(Stored data entries)
--- START ---

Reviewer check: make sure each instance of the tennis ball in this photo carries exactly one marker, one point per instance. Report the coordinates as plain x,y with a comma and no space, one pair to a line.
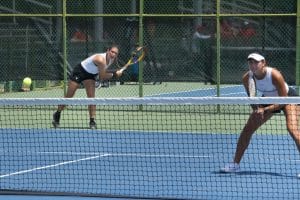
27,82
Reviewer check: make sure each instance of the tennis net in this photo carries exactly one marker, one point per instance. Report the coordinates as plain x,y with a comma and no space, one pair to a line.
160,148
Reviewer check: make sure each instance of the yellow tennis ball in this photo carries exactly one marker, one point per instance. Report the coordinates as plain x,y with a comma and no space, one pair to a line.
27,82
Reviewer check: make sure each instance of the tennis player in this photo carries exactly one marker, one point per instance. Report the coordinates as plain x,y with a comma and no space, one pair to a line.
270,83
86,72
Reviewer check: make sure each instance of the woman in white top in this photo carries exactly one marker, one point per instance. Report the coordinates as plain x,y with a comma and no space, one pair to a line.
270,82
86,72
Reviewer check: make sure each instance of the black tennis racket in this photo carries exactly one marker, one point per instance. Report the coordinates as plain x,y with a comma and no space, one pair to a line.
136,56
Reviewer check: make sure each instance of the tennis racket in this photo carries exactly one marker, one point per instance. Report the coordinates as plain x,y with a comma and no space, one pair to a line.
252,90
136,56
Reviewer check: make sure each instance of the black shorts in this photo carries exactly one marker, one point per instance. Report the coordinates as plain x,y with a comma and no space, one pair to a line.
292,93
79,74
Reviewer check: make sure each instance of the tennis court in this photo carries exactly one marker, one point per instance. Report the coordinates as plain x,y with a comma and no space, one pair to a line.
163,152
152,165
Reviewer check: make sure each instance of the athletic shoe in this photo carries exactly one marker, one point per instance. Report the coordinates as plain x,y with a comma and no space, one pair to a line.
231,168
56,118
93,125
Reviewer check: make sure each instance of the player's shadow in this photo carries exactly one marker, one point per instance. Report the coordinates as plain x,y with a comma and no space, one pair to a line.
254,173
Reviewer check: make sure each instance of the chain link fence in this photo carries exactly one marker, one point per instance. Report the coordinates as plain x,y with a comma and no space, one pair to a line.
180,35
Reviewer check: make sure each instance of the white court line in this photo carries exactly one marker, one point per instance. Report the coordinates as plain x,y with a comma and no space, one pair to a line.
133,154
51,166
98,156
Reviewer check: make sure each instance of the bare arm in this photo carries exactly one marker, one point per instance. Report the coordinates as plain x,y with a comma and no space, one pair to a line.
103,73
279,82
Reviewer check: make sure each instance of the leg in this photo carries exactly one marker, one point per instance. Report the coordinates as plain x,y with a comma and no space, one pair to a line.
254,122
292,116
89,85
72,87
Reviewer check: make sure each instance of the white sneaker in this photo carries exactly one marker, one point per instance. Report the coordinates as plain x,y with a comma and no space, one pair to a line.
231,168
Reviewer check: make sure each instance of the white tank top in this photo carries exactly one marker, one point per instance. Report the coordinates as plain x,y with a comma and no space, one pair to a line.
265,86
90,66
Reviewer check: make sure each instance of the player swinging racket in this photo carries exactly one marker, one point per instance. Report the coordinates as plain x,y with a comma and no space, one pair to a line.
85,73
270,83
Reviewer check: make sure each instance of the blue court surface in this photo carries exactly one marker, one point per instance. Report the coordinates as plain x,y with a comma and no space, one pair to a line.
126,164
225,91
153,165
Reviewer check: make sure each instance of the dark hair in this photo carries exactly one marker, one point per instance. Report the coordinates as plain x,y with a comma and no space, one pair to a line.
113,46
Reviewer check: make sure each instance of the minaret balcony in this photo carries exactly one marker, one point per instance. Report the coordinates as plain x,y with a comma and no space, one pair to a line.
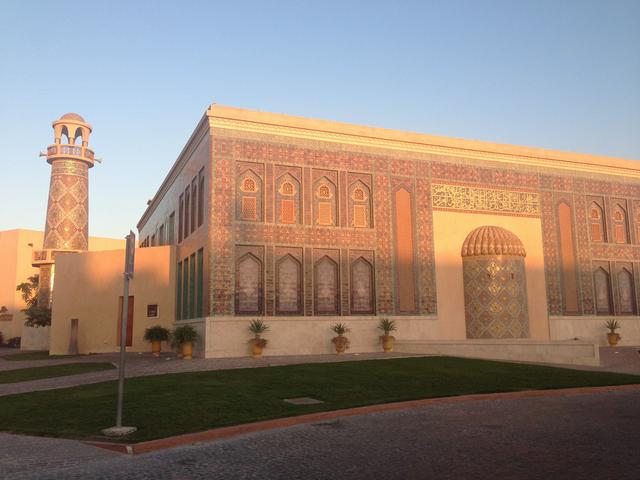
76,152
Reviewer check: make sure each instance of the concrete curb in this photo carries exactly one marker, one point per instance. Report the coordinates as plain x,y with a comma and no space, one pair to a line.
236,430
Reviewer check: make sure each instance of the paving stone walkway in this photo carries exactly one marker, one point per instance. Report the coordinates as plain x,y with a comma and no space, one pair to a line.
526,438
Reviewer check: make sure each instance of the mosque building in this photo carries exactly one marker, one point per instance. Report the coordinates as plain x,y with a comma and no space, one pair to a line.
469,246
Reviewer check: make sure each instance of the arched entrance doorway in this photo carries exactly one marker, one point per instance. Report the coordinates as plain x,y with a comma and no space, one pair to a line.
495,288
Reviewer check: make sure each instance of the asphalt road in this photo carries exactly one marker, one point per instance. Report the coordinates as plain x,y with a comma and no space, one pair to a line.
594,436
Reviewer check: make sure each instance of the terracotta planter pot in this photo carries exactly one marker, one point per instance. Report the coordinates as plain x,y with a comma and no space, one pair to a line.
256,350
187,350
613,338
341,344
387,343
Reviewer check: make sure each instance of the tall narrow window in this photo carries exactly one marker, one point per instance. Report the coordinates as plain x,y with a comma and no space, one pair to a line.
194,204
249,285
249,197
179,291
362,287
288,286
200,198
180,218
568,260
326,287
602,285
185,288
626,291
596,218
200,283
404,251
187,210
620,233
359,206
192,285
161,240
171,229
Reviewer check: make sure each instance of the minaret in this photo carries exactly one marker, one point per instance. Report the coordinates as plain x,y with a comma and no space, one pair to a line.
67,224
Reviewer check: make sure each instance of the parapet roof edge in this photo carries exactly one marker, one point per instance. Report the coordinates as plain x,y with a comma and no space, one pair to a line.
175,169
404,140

--- END ---

* **WHAT TO WORK ON**: Write out exactly the lines that begin at the one containing "Reviewer check: make sure each instance of the mosque" and continue through the last line of the data, and only those.

* **RESULT FOR THIS TASK**:
Reviewer check: make sure each instance of the mosque building in this photo carries exactly one marker, one point per instance. Report the coordinates as plain x,y with a comma and no space, one pair to a line.
469,246
Reviewer check: make sure each instance of the arched entrance doorway in this photo carries exactly one marker, one point per instance. Report the coordinates as plain x,y with a comma and no space, one pair to a line.
495,288
Reviewer check: make sure each instance of the asphalt road in this photo carries exactly one marker, one point per instance. Report the coordinates as plain x,y with a comma and no space, one pair to a line.
594,436
Reviewer check: make sure each instance of the terracotta planter pot in this photo carries exactly one marker, one point per instance. Report the coordinates as plain x,y with a comma and no space, one pair to a line.
256,350
187,350
613,338
341,344
387,343
Reviewer check: make sure each instance of the tall narrow window in this photo carries exactly one marker, one point per instance. Report the coordinates as plain x,y with a comma and no space, one pair to a line.
194,204
249,285
249,197
179,291
362,287
288,286
200,198
180,218
568,260
326,287
602,285
185,288
626,291
596,218
200,283
404,251
187,210
620,233
359,206
192,285
161,240
171,229
Reviewer check: make sure each instance of the minaret in this photo carries exactly one marker, one point per instance. Report the coordinates as plain x,y with a comma and no space, one pair to a line.
67,224
Reviewer check: make sure each instance of the parapet roof edge in this photo carries exactly one marker, one point per instance. Report the coordinates as plain x,y with a comma and no space, one pair to a line.
175,169
404,140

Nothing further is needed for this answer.